= Saved entries =
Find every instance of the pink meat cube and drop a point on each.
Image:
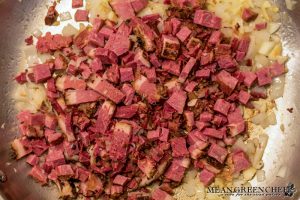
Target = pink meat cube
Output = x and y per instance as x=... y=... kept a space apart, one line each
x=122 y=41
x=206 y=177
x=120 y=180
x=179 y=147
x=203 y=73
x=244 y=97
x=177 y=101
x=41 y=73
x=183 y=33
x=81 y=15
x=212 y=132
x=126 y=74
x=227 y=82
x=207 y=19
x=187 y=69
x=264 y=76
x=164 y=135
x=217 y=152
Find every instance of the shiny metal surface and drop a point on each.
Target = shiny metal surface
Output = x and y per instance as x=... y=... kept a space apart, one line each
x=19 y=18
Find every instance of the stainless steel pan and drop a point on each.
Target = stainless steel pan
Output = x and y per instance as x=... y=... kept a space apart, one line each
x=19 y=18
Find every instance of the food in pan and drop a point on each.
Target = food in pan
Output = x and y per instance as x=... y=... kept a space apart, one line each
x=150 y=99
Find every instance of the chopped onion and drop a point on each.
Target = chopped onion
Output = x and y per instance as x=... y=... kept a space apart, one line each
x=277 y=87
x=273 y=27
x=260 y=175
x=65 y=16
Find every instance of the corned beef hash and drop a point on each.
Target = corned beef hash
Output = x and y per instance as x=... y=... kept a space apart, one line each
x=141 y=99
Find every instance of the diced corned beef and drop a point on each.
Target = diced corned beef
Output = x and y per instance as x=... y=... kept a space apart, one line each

==

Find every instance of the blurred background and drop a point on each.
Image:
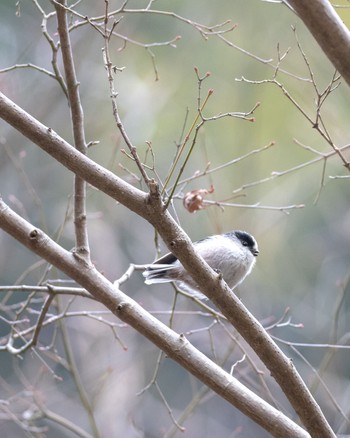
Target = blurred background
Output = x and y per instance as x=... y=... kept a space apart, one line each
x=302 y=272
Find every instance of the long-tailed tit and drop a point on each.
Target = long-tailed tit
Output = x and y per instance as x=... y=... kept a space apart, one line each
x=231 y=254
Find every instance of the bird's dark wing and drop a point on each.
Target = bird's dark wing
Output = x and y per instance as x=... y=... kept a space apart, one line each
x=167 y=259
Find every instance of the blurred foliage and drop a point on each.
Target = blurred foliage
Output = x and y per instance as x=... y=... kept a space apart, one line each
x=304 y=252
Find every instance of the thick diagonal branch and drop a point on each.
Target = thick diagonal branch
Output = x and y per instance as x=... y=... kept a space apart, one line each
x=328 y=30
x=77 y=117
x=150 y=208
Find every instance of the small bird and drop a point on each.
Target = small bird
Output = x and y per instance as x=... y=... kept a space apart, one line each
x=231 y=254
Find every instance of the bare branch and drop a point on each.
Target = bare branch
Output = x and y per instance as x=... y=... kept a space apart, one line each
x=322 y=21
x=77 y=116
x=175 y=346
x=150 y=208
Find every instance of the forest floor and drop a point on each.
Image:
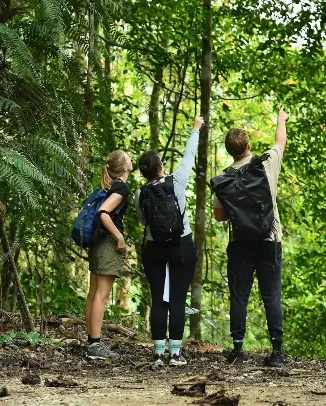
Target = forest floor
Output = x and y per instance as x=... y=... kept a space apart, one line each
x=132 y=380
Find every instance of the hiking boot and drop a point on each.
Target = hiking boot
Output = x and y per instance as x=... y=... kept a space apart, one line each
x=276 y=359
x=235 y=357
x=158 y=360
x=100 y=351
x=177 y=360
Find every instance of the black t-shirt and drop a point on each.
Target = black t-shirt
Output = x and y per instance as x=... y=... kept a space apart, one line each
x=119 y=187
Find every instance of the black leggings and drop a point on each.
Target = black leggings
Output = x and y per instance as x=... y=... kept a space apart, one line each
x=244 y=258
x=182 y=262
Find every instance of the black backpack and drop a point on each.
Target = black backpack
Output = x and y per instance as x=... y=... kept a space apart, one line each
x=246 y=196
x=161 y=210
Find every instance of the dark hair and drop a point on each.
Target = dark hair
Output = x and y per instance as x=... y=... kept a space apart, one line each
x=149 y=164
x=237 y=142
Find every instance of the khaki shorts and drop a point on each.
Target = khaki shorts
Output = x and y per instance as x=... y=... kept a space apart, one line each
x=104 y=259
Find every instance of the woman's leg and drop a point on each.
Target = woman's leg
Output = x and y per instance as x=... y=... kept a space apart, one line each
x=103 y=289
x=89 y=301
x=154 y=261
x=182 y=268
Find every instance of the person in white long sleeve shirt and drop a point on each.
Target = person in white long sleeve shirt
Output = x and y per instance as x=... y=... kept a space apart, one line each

--

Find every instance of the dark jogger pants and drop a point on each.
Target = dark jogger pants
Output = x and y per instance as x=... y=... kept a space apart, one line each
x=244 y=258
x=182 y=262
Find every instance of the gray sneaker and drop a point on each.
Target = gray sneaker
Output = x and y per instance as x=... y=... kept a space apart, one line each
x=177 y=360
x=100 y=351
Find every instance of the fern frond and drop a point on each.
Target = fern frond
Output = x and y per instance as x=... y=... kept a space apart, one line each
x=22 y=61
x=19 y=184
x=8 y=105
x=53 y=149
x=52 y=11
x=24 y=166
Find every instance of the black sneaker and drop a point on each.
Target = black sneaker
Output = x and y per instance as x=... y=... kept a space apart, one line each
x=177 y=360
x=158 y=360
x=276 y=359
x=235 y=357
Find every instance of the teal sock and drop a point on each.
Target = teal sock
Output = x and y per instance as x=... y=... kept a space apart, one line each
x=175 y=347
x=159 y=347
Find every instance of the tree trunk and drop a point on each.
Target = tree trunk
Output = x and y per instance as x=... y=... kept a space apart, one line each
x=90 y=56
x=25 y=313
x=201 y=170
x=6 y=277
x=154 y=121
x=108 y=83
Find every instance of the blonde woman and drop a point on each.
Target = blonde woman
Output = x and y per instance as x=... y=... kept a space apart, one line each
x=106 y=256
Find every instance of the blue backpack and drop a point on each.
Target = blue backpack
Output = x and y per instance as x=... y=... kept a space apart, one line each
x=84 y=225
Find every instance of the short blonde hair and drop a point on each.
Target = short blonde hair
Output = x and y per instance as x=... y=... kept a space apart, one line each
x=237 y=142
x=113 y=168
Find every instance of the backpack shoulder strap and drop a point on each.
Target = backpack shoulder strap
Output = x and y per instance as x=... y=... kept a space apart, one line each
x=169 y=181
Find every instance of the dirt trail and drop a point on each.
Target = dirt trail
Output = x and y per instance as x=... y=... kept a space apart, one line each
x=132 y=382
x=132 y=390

= THE TASK =
Arrange the lines of the entries as a JSON list of strings, one string per line with blank lines omitted, starting with the line containing "Find every instance of the short" and going on through the line containing "x=113 y=168", and include only those lines.

= RESULT OF THIS EXERCISE =
[
  "Find every instance of the short blonde hair and drop a point on each.",
  "Target = short blonde hair",
  "Output = x and y per instance as x=... y=... kept a space apart, one line each",
  "x=237 y=142",
  "x=113 y=168"
]